Task statement :: Leave out the pictures and copy everything else below exactly.

Task data ::
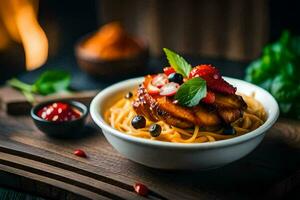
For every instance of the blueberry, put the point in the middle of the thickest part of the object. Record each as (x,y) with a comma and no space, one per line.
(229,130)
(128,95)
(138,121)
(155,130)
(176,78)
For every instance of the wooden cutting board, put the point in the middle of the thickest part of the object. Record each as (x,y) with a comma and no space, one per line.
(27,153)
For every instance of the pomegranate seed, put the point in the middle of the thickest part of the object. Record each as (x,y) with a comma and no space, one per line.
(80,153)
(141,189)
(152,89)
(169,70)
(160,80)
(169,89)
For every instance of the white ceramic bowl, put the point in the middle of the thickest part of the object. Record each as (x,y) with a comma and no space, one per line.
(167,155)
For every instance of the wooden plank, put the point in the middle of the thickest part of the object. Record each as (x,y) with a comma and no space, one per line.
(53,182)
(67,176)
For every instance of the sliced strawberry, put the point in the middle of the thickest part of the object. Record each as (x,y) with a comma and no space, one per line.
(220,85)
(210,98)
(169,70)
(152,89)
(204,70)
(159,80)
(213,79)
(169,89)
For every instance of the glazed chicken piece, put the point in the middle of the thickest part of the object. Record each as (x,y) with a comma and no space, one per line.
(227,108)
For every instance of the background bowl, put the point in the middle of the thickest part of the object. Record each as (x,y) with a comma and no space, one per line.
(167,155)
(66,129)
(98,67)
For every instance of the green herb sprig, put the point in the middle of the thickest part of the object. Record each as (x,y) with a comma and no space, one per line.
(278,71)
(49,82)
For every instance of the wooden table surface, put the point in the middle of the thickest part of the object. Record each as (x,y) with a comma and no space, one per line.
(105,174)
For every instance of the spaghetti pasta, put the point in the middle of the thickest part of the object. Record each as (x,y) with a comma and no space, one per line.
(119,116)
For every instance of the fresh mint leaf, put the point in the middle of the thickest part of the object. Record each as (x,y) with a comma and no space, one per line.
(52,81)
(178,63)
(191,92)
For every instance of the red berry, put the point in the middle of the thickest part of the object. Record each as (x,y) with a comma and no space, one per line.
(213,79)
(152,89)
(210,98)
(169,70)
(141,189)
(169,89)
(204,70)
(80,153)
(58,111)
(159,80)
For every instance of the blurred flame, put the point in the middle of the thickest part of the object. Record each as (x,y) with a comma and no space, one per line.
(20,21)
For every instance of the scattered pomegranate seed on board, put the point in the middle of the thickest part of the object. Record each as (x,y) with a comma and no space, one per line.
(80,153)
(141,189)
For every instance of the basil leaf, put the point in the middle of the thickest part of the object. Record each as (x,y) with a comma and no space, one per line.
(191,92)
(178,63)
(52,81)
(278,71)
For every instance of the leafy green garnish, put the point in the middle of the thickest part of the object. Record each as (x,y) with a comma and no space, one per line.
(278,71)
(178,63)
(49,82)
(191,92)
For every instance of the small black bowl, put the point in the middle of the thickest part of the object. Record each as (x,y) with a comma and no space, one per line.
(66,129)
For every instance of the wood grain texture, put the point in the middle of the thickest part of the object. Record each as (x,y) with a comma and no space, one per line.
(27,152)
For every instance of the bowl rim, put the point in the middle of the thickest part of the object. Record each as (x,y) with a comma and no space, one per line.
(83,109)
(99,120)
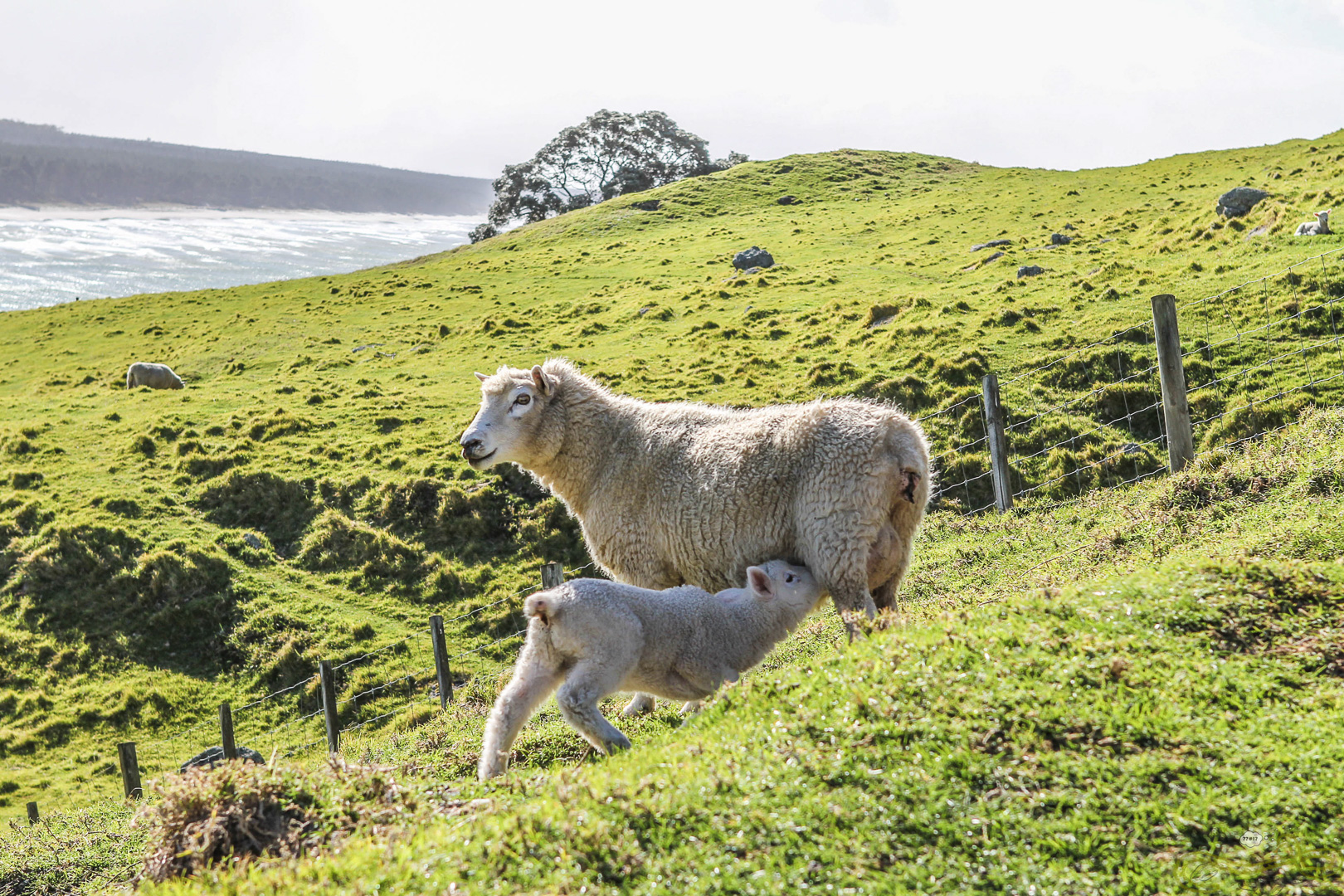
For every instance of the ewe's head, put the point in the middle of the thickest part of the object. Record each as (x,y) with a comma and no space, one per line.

The solution ::
For every instance of the blueberry, put the point in the middle of the thickest part of the object. Record each as (x,y) with a comma and no space, one per line.
(229,130)
(128,95)
(138,121)
(155,130)
(176,78)
For every instance of the wooden cutting board, put the point in the middle of the thickest part of the object. Record each as (x,y) with a comma and no space, one per line.
(27,153)
For every instance of the pomegranate seed, put the point in the middle of the thickest part of the object. Record each as (x,y) with a comma and no space, one per line.
(80,153)
(141,189)
(152,89)
(169,70)
(160,80)
(169,89)
For every instance of the white ceramic bowl, put the point in the middle of the thickest part of the object. Record each as (x,y) with a comma and no space, one per line.
(167,155)
For every instance of the wooden plank, put the point in the middle of the thickest part of the object. Record each as (x,y) with a comma and no space, one per line.
(53,182)
(67,176)
For every instance of the sliced strawberry, put the point in the middle of the thickest part of the object. Record each as (x,y) with a comma and no space, one per line.
(220,85)
(210,98)
(169,70)
(152,89)
(204,70)
(159,80)
(213,79)
(169,89)
For every instance of the glazed chicken piece, put the point in the middle of the thickest part of the object. Record each as (x,y) with a comma and no space, one per line.
(227,108)
For every instance of the background bowl, put the point in the middle of the thickest part of the object. Record each as (x,y) with a comma and no space, one per line.
(167,155)
(66,129)
(98,67)
For every instance of the green herb sprig, put the point in the middle of the thickest part of the object. Record each as (x,y) with a comma and no space, one per line.
(278,71)
(49,82)
For every instance of the wooden table surface, put the point in the middle of the thickest part of the object. Record each as (x,y) with a comma and no space, one per line.
(105,174)
For every instance of the spaghetti pasta, put the point in the middle of the thickest part of the object. Record each as (x,y) with a comma and no space, one per line.
(119,116)
For every instance of the fresh mint leaf, put the point in the middle of the thickest part of the object. Record each as (x,y) with a comma and no space, one per line.
(52,81)
(178,63)
(191,92)
For every instance of the red berry, put the point in the middle of the thickest part of the object. Record each as (x,y) with a comma and no space, one per line.
(213,79)
(152,89)
(210,98)
(169,70)
(141,189)
(169,89)
(204,70)
(80,153)
(58,111)
(159,80)
For every instance of the blurred flame, put the point in the middle of the thickest part of the object. Record each as (x,y) with a comma and no space, one per line.
(20,21)
For every instance of the scattered pomegranate seed on board, put the point in the middle of the thickest part of the object. Record each as (x,y) with a comma and no space, one per line.
(80,153)
(141,189)
For every instance of the basil leaf, put the point in the middle of the thickest part of the object. Record each as (x,y) with a comma and no space, one per line.
(191,92)
(178,63)
(52,81)
(278,71)
For every instance of the leafy green garnish, put the point in the middle of the thickest part of the object. Record each as (x,y) with a comma and no space, one per line.
(278,71)
(178,63)
(49,82)
(191,92)
For every instance of the small black bowl, put the point in the middle of the thickest part of the object. Record each as (x,y) with a comma and no space, one per line.
(66,129)
For every instance of the wood grain texture, put the point in the middle of the thickest part of the object. Record each as (x,y) with a comma and no space, one per line.
(27,152)
For every instance of the bowl rim, put the point in the middle of the thickest part of the object. Record each as (x,y) with a comma and no space, one per line.
(83,109)
(99,120)
For every instance of the ewe's head, put the point in the middle of the thickest part of the object. Record each as (x,y) with a comma and no space, one per line.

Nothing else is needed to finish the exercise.